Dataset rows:
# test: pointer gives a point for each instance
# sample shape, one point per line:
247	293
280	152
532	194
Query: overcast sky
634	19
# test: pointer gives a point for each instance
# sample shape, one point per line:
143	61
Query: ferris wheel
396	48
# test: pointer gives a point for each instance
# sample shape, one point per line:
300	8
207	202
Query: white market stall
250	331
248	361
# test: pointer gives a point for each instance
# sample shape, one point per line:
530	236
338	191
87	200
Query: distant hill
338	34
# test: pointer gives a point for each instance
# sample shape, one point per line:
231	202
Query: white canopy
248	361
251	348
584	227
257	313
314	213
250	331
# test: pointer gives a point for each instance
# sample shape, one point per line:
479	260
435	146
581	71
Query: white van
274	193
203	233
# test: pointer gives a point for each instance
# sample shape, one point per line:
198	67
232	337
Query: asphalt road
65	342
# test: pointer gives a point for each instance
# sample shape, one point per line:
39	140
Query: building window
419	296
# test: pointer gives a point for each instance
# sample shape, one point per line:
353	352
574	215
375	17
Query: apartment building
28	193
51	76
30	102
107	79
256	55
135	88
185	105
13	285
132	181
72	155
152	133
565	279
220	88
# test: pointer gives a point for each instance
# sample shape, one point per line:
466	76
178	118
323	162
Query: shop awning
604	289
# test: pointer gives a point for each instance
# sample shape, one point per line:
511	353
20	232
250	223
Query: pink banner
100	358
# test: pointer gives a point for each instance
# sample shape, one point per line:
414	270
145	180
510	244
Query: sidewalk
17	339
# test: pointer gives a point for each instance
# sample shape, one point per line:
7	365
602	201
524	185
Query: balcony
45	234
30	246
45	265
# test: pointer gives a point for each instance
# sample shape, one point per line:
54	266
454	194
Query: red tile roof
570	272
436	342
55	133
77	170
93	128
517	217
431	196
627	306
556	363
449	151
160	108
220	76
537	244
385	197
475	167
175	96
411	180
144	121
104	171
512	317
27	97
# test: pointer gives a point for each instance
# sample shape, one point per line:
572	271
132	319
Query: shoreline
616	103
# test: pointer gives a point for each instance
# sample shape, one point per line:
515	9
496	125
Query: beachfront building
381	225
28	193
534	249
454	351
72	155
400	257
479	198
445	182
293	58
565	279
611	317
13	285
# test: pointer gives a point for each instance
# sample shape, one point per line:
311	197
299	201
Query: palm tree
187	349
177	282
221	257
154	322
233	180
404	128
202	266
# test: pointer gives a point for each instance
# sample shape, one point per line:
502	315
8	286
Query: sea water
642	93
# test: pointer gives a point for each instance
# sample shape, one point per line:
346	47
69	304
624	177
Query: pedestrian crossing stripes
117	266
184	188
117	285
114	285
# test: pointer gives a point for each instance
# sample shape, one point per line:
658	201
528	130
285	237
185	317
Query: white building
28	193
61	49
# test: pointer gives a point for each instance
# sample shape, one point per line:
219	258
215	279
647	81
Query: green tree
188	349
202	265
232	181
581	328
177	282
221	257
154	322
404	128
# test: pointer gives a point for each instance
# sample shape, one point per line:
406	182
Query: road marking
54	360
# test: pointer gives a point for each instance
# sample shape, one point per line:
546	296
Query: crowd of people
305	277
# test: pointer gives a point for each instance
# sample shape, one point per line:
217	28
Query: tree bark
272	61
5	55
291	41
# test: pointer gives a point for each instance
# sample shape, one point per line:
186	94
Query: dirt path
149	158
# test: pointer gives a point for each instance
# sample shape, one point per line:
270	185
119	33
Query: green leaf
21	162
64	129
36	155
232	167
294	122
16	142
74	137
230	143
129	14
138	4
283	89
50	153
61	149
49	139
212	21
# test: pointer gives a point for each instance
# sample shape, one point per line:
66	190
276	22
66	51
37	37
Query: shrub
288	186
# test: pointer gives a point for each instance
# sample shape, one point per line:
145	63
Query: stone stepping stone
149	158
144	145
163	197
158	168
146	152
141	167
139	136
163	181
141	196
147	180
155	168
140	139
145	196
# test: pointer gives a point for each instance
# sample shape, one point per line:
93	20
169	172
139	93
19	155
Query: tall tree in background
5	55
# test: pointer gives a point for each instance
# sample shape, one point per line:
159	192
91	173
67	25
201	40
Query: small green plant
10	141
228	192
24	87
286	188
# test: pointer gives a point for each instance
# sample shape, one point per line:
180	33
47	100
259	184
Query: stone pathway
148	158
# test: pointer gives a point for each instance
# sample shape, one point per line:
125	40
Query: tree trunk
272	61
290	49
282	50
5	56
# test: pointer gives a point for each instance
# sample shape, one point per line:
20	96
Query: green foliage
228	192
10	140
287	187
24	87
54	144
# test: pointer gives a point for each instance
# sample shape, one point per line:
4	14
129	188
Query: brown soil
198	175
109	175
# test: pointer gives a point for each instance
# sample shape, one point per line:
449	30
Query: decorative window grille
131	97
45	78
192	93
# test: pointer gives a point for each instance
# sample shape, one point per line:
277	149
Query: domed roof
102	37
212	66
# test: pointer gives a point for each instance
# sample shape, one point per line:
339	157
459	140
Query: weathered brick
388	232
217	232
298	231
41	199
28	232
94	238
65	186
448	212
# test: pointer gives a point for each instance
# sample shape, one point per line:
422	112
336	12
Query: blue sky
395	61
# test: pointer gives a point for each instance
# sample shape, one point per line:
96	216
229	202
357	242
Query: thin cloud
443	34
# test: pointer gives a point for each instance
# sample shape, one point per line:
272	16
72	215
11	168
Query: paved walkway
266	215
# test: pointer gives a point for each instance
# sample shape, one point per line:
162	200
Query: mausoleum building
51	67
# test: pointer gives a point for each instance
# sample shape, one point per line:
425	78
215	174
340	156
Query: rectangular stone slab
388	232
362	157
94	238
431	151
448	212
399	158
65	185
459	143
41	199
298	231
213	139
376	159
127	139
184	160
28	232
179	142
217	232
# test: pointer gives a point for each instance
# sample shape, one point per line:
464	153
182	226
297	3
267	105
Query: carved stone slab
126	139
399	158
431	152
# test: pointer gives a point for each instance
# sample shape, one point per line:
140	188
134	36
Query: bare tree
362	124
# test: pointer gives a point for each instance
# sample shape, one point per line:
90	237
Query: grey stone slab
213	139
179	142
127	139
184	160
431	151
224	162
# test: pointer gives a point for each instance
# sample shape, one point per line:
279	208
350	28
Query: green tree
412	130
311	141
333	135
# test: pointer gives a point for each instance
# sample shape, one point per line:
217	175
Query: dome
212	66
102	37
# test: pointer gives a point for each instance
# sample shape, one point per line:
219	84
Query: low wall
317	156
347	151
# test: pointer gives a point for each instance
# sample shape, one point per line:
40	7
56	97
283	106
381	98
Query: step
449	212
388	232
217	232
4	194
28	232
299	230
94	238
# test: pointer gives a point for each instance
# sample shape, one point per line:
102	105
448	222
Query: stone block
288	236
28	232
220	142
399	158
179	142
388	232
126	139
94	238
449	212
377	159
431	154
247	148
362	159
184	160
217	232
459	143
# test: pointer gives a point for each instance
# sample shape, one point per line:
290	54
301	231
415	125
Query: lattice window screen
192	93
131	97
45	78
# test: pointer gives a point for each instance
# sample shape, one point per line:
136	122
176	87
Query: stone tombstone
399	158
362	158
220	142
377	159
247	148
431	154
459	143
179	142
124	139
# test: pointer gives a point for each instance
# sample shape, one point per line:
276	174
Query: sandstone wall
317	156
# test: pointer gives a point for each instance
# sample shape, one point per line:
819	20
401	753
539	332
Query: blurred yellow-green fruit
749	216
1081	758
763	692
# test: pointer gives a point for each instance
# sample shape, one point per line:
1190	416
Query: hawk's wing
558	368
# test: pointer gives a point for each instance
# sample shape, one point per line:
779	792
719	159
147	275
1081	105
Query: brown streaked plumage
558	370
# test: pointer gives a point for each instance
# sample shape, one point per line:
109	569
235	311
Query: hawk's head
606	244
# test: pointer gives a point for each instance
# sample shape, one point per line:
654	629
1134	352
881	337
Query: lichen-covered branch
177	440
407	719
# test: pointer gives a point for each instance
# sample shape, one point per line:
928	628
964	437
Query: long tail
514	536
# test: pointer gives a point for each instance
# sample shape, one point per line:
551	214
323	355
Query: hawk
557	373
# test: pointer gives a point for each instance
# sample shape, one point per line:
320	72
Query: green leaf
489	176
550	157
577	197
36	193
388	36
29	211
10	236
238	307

▶ WRITTEN PROBLEM
Please work out how many of the lines above contain the string "roof", with case counting, and reply with only that number.

▶ EXERCISE OUTPUT
2